What is asked: Please count the lines in the data below that contain the string "cloud", treating case as significant, and give only that number.

Object position labeling data:

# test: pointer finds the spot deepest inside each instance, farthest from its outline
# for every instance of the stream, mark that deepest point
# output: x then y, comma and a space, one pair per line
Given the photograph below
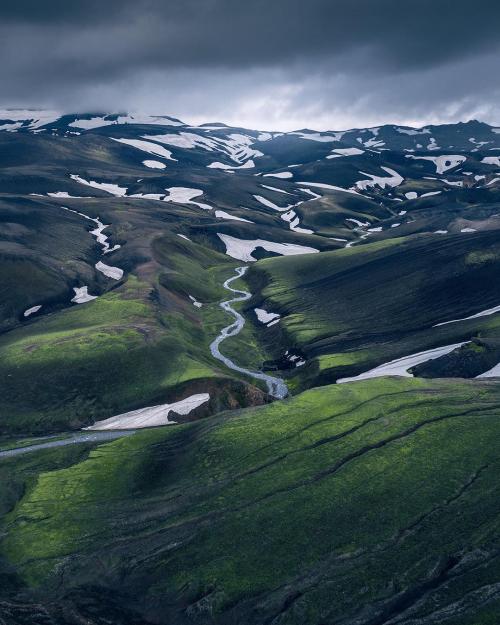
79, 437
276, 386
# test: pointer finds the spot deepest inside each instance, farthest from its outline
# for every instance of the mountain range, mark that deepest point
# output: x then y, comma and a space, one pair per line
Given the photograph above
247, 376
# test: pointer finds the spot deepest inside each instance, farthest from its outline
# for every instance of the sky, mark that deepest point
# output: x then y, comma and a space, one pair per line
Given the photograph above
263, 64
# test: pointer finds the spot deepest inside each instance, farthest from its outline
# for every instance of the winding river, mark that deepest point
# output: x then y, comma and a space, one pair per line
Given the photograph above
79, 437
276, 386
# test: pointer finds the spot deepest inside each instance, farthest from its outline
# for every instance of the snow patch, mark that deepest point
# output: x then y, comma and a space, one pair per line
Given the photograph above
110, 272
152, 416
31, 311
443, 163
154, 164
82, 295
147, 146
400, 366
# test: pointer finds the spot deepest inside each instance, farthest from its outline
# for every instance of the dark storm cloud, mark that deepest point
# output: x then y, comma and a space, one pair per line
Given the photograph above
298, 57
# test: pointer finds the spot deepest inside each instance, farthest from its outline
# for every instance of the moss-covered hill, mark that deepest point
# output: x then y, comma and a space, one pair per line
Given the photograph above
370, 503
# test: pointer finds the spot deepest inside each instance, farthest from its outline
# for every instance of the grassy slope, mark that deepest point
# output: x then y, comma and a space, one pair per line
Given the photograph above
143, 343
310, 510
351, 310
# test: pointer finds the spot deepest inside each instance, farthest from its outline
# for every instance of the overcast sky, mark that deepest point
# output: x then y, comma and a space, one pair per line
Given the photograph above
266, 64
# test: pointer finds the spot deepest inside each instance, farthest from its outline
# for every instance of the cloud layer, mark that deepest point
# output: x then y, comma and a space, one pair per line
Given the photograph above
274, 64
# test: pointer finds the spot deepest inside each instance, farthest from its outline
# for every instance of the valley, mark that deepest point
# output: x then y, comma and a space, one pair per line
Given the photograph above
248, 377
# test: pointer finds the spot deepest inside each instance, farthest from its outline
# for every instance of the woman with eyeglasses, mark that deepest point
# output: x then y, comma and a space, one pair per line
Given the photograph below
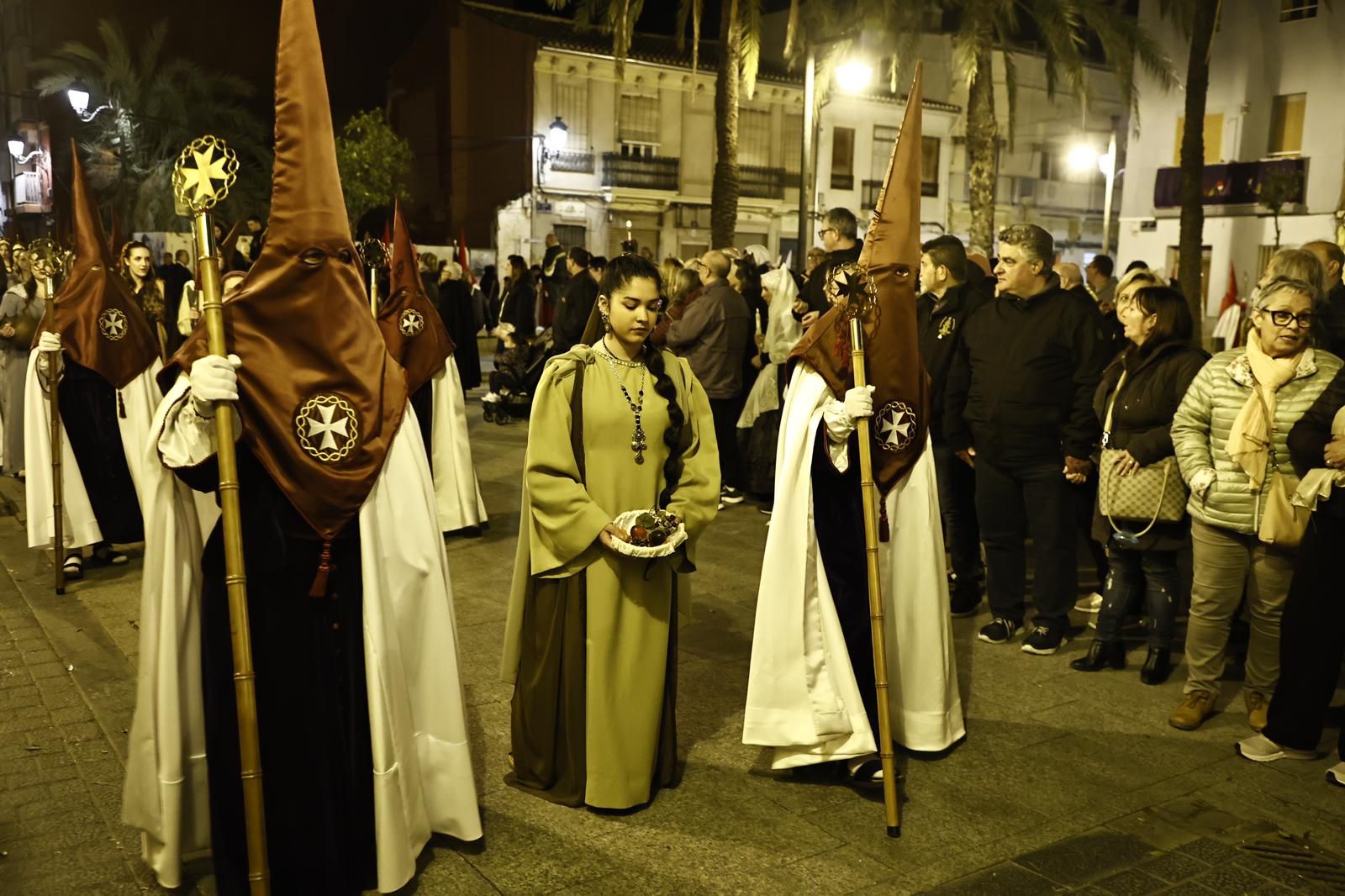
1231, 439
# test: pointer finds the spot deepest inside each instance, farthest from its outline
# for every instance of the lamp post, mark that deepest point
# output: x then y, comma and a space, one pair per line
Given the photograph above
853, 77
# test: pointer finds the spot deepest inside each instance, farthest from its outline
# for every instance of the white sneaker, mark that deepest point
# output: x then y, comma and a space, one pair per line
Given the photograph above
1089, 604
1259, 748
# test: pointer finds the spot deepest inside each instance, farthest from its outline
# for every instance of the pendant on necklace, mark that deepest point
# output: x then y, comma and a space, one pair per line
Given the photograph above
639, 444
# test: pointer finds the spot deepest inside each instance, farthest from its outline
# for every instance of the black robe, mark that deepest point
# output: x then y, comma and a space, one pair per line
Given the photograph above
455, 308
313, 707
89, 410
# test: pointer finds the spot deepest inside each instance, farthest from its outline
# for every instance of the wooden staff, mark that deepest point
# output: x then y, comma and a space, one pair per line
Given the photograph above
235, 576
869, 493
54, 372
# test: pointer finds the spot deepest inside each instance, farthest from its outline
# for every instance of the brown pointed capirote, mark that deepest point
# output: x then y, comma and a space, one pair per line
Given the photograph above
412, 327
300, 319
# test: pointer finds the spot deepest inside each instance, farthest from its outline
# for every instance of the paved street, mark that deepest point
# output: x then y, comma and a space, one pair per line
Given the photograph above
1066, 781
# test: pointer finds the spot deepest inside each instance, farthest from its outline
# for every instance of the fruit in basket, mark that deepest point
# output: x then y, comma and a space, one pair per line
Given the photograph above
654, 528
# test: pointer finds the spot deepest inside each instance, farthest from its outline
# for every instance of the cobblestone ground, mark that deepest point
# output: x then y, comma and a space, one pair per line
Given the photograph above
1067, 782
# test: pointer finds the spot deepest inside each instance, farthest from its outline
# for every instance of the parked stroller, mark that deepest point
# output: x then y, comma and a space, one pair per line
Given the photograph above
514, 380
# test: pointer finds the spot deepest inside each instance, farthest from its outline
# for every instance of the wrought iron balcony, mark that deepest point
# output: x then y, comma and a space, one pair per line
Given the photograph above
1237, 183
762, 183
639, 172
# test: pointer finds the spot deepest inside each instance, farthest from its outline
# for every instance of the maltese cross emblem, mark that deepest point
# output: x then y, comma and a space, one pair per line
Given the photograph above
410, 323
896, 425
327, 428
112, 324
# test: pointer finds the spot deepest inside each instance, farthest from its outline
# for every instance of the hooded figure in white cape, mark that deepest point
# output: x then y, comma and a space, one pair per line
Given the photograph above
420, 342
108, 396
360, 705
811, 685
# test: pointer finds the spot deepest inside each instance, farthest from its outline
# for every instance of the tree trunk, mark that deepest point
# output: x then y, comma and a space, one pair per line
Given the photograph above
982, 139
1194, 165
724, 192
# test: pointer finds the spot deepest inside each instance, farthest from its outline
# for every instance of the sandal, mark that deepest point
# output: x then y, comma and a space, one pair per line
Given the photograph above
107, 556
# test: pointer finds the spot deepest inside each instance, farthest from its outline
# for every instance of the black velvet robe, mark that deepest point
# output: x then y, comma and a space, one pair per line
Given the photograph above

Answer to this problem: 2